Open
Description
I have the following input HTML file:
<html><body><div><a hr</div><div><div></div>
<div><a href="/">bar</a></div></div></body></html>
Notice the unclosed <a
tag (this is a minimal repro, in my case it's coming from an accidentally truncated DB value).
If I open it in a browser (Firefox/Chrome) and print its DOM with document.getElementsByTagName("html")[0].outerHTML
, I get:
<html><head></head><body>
<div id="div0">
<a hr="" <="" div="">
</a><div id="div1"><a hr="" <="" div="">
<div id="div2"></div>
</a><div id="div3"><a hr="" <="" div="">
</a><a href="/">bar</a>
</div>
</div>
</body></html>
With scraper
, if I parse it with Html::parse_document
and print it with doc.root_element().html()

Location identification entries:

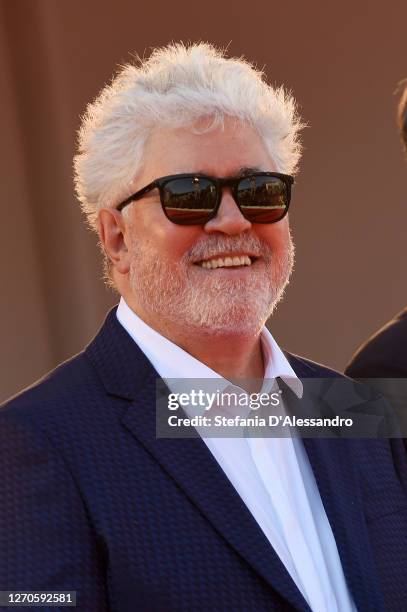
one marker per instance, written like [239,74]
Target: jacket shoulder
[65,386]
[306,368]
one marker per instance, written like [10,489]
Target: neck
[235,356]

• [AIM]:
Extend the report on parsing the truncated HTML anchor tag, picking up from its final words above.

• [ANSWER TO THE EXERCISE]:
, I get:
<html><head></head><body><div><a hr<="" div=""></a><div><a hr<="" div=""><div></div>
</div>
</div></body></html>
Notice that the anchor tag with text bar
is missing!
Running this input with html5ever
's example sinks, I get an input close to browsers (but still not the same, see servo/html5ever#512).
It seems to indicate that there's an issue with scraper's TreeSink
implementation.